Material to process below:
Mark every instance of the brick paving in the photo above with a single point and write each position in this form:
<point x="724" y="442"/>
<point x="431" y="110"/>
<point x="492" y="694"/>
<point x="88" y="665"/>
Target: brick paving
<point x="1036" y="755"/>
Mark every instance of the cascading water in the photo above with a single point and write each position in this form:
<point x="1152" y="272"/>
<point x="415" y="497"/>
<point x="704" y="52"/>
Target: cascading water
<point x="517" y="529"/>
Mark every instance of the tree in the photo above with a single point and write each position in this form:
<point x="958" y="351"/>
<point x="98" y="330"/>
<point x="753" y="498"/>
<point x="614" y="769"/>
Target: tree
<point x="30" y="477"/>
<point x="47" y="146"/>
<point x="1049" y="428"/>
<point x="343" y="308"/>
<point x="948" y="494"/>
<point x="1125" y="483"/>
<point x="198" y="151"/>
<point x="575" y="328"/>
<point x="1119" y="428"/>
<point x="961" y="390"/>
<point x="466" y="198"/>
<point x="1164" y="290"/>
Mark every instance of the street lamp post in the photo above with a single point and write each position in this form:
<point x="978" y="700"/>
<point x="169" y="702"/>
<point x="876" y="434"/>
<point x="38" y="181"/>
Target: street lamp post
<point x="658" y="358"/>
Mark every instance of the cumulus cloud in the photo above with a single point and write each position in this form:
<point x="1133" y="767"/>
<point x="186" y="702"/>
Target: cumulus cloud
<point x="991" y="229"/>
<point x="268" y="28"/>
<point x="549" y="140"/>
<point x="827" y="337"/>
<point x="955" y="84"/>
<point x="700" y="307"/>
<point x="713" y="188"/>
End of Material to process.
» **Problem to solve**
Write the records out precisely, omitting nothing.

» **Finished exercise**
Mark every instance of the brick paving in the photo above with a single point and write each position in this form:
<point x="724" y="442"/>
<point x="431" y="110"/>
<point x="492" y="694"/>
<point x="88" y="665"/>
Target: brick paving
<point x="1036" y="755"/>
Mark every instance of the cascading water in the photo above with a single point and write each position in this form:
<point x="1152" y="272"/>
<point x="415" y="497"/>
<point x="704" y="52"/>
Target: cascading water
<point x="517" y="529"/>
Mark every instance of the tree in the photo above with a single point and write each position in this form:
<point x="958" y="351"/>
<point x="98" y="330"/>
<point x="753" y="498"/>
<point x="614" y="769"/>
Target: tree
<point x="30" y="477"/>
<point x="47" y="146"/>
<point x="1049" y="428"/>
<point x="343" y="308"/>
<point x="948" y="494"/>
<point x="1125" y="483"/>
<point x="198" y="151"/>
<point x="575" y="328"/>
<point x="1119" y="428"/>
<point x="961" y="390"/>
<point x="466" y="198"/>
<point x="1164" y="290"/>
Mark every instance of the street lamp post in the photo above with a single point and write each position in this form:
<point x="978" y="700"/>
<point x="169" y="702"/>
<point x="876" y="434"/>
<point x="38" y="181"/>
Target: street lamp post
<point x="658" y="358"/>
Mark every instance of the cumulus cloud in the photo above with a single point and write each position in this form:
<point x="1133" y="767"/>
<point x="186" y="702"/>
Target: cumulus cloud
<point x="991" y="229"/>
<point x="268" y="28"/>
<point x="549" y="140"/>
<point x="827" y="337"/>
<point x="955" y="84"/>
<point x="700" y="307"/>
<point x="713" y="188"/>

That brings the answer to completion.